SCHRIFTELIJKE OPGAVE → Geef het stuk records vanaf de regel met "Please put a dot on every instance of the woman's lips" tot en met de regel met "<point>909,750</point>" weer als CSV met twee kolommen, "invoer" en "uitvoer", met één rij per record voor de tekst en het antwoord. Zet elk veld tussen aanhalingstekens en vervang regeleinden door spaties.

Gegevens voor coördinaatlabeling →
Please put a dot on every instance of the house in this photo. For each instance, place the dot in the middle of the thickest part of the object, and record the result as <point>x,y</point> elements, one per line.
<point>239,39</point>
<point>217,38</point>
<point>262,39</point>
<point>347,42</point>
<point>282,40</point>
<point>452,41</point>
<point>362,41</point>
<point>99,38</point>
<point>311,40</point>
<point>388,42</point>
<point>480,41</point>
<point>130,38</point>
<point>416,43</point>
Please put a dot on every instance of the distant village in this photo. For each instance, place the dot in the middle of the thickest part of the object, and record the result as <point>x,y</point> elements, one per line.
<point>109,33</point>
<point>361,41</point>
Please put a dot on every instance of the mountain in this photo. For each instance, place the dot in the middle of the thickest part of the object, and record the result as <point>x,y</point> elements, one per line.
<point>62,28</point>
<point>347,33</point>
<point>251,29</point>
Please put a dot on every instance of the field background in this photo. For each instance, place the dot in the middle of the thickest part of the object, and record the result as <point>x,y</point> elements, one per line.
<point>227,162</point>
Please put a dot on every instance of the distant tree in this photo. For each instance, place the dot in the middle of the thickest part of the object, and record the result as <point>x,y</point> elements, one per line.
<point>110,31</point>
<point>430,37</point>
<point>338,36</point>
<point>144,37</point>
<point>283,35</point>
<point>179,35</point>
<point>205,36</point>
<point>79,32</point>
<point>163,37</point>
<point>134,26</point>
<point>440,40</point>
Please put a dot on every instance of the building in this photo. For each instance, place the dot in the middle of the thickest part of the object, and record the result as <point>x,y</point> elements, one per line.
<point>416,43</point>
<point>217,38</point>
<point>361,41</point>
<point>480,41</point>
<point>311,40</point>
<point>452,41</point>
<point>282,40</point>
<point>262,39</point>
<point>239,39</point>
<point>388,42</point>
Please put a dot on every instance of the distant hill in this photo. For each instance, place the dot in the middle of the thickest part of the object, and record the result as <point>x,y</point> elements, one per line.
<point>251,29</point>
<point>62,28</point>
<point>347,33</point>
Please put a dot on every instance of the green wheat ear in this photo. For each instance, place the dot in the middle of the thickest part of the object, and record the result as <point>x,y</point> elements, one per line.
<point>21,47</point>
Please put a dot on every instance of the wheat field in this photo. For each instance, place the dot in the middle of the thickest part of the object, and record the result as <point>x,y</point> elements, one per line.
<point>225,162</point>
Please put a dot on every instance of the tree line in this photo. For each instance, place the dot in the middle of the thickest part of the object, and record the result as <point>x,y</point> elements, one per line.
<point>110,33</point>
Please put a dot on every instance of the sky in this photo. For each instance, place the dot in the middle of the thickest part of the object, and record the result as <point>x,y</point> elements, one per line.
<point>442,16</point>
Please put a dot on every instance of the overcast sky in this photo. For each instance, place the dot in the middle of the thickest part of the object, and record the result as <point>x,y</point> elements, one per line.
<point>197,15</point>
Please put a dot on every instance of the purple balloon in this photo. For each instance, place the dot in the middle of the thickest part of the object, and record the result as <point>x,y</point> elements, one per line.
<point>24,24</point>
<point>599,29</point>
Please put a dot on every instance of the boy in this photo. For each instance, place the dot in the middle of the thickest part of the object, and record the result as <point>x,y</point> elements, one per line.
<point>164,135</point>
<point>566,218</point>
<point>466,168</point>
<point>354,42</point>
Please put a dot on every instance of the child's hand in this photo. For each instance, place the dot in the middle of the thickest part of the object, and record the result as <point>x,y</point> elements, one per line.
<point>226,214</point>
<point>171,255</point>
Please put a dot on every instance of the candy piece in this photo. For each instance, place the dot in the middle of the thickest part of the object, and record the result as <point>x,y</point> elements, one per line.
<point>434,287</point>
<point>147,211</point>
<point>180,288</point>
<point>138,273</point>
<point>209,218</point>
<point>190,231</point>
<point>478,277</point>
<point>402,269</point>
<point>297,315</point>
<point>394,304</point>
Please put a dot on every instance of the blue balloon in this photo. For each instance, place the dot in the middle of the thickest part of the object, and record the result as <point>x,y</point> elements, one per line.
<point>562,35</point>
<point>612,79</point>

--

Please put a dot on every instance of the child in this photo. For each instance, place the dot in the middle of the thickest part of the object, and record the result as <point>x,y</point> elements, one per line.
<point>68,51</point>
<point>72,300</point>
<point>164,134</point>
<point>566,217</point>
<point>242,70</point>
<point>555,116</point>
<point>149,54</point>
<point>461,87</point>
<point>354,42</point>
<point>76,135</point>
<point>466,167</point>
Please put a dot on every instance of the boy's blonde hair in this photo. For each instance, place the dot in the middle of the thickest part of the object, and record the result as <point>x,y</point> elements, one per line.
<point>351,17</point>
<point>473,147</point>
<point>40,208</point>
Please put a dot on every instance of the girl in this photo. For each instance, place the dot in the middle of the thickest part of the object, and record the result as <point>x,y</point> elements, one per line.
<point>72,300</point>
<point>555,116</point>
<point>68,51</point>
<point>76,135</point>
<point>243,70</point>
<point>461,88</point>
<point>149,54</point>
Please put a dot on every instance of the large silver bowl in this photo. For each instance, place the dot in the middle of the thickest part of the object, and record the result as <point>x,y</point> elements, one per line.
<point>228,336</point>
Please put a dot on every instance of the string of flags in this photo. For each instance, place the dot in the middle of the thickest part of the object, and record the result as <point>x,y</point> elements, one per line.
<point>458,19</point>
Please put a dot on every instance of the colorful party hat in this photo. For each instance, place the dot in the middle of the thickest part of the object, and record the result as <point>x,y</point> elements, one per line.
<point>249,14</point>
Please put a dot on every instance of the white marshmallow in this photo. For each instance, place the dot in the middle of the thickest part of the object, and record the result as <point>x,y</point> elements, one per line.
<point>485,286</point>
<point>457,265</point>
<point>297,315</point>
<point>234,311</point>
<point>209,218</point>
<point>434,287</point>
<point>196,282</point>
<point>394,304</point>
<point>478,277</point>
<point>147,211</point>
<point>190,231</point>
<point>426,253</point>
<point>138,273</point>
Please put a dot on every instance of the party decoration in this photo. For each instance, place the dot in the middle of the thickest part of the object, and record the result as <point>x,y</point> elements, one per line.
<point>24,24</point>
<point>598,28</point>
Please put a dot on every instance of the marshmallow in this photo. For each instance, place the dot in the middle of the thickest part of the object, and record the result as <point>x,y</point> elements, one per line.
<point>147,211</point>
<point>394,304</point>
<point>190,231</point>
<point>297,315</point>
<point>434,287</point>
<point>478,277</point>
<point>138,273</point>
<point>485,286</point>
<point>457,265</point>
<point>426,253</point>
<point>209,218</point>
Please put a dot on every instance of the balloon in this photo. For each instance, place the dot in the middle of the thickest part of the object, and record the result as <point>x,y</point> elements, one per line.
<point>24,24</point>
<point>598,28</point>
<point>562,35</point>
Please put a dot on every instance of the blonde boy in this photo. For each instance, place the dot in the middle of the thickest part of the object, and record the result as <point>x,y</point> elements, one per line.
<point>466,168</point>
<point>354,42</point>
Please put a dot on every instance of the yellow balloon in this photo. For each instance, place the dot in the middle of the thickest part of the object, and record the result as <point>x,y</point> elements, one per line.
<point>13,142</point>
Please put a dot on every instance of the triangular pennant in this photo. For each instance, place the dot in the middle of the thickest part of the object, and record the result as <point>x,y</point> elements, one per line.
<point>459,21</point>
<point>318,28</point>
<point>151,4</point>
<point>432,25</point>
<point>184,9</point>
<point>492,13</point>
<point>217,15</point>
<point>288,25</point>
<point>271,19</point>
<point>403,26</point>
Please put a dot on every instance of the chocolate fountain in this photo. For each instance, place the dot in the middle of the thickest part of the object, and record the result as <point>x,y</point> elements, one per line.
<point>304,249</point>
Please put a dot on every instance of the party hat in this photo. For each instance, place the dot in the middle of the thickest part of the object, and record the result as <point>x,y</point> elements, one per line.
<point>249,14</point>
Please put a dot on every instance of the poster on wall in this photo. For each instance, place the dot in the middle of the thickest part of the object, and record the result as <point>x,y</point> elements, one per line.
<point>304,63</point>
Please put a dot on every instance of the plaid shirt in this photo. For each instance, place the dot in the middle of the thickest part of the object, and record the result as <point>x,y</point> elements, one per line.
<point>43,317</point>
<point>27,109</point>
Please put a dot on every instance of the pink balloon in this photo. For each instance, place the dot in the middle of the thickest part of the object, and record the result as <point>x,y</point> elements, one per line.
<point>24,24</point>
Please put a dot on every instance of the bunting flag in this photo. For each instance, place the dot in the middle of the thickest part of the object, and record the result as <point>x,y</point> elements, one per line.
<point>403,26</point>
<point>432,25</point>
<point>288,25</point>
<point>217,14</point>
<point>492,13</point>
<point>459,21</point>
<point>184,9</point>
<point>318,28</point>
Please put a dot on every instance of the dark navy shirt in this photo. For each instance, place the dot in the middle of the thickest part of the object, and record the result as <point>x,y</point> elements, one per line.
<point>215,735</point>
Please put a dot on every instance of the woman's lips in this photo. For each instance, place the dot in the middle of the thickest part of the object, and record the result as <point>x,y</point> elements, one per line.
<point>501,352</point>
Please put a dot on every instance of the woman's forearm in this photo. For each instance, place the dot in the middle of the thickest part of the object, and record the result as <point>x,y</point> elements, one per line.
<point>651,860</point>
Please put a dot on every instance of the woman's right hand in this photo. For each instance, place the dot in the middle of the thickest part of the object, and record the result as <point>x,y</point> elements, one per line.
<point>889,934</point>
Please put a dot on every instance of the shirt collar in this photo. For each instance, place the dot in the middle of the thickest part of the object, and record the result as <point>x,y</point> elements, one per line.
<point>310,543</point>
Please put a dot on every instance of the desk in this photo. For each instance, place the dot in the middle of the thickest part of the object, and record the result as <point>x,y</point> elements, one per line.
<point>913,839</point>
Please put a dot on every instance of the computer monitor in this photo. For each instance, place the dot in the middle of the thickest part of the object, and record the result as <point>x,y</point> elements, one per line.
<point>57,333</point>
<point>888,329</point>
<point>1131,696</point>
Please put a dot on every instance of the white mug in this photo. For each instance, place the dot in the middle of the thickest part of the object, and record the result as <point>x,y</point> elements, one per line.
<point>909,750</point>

---

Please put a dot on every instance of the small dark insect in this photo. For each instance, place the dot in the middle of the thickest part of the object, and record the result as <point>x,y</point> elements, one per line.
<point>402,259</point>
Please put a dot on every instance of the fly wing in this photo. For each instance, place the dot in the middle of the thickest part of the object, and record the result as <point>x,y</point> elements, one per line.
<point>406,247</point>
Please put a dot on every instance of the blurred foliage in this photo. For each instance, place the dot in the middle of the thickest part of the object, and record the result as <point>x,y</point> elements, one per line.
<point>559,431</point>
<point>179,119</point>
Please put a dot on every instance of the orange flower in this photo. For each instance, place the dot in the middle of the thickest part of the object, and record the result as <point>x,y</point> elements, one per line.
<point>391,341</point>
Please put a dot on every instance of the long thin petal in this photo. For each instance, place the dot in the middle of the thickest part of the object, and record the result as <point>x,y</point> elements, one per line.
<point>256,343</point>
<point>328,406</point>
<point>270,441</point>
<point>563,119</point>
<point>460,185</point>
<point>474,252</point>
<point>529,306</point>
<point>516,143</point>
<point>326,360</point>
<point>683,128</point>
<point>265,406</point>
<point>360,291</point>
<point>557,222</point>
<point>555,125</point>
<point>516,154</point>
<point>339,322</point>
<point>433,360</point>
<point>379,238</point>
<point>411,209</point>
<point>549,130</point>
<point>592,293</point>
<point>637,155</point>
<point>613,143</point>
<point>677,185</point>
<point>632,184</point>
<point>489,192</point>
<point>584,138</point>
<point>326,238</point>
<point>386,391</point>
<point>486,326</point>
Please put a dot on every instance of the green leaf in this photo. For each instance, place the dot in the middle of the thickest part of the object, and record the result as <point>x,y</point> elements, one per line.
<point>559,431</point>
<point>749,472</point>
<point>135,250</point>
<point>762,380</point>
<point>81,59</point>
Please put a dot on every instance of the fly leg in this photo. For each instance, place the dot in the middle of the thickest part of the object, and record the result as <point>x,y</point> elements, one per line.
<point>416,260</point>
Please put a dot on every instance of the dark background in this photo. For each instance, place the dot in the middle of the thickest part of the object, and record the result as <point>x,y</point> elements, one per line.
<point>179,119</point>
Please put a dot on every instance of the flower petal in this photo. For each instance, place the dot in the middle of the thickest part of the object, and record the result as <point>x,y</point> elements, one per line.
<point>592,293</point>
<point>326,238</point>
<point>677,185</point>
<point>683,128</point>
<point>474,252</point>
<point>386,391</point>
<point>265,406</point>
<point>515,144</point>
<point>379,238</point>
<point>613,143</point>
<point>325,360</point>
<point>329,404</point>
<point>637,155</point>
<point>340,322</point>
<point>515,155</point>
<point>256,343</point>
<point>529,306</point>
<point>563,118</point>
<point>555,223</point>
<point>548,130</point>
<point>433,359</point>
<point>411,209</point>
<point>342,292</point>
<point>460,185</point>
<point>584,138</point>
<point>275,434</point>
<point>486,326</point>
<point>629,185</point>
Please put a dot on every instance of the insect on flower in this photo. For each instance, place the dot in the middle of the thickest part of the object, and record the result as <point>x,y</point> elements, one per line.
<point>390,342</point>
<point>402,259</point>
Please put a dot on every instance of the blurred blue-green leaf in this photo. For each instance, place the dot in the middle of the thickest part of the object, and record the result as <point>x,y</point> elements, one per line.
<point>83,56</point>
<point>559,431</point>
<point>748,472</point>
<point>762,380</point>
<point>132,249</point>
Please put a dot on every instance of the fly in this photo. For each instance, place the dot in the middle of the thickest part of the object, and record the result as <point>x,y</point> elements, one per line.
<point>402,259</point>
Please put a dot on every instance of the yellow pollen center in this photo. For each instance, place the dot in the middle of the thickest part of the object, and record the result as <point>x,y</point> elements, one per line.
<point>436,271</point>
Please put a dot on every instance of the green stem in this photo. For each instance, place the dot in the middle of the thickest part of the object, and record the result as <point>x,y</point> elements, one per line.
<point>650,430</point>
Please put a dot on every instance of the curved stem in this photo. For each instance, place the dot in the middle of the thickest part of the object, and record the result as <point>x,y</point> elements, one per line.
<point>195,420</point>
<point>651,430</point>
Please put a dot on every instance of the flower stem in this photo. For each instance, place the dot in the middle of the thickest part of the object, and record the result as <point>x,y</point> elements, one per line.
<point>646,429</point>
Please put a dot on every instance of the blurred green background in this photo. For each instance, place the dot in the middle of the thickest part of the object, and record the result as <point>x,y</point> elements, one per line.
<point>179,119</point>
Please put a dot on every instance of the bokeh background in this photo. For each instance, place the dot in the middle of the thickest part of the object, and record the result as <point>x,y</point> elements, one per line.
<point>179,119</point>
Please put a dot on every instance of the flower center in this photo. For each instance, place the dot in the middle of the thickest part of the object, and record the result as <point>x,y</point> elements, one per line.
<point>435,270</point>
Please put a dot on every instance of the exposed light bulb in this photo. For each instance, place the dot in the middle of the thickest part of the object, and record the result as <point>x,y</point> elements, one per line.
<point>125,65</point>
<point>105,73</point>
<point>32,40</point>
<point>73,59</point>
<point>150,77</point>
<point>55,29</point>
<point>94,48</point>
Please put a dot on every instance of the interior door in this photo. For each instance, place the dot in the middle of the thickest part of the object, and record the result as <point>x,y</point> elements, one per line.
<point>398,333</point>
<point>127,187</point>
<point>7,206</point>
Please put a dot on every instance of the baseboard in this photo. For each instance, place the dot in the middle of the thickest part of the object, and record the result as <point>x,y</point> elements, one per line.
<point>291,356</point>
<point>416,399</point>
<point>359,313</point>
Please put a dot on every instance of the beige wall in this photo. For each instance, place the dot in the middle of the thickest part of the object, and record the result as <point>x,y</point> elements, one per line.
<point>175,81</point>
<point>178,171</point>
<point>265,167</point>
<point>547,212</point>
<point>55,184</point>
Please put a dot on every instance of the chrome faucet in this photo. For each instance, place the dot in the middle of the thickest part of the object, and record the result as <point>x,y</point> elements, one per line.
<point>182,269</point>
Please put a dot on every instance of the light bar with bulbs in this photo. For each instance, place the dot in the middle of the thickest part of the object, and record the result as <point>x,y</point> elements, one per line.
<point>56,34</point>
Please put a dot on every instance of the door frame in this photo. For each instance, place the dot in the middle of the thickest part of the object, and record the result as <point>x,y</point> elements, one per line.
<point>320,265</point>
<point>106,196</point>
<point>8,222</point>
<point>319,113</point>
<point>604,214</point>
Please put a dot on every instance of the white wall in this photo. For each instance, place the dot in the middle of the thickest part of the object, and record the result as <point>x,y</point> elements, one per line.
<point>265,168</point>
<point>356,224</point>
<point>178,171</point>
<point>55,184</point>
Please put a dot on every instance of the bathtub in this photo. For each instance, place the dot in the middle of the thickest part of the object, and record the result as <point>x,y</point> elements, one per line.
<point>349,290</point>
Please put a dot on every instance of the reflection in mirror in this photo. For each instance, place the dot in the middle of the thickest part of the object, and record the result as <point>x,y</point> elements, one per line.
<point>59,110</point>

EINDRESULTAAT →
invoer,uitvoer
"Please put a dot on every instance of the woman's lips in this photo. For each instance, place the dot in the middle of the thickest part of the object, and record the result as <point>x,y</point> elements, one per line.","<point>501,352</point>"
"Please put a dot on every instance of the woman's forearm in this photo. For each instance, place the dot in the middle of the thickest part of the object, and record the result as <point>x,y</point> elements, one per line.","<point>651,860</point>"
"Please put a dot on every instance of the woman's right hand in this photo. For each instance, place the dot in the middle of the thickest part of the object, and record the result as <point>x,y</point> elements, one per line.","<point>889,934</point>"
"Please put a dot on every instance of the shirt collar in this photo. For each instance, place the dot in the middle of the thickest part of the object, and record the result as <point>x,y</point> elements, one per line.","<point>310,543</point>"
"Please put a dot on every instance of the desk in this photo. For each instance, place the dot in the middle of the thickest part of the object, and record the result as <point>x,y</point> elements, one per line.","<point>913,839</point>"
"Please put a dot on every instance of the computer monitor in this photo. For each instance, place the dot in the middle of the thickest part of the object, and record the result as <point>x,y</point> elements, one per line.","<point>57,333</point> <point>888,329</point> <point>1131,696</point>"
"Please put a dot on every instance of the white mug in this photo. For each instance, place the dot in the middle of the thickest part of the object, and record the result as <point>x,y</point> elements, one per line.","<point>909,750</point>"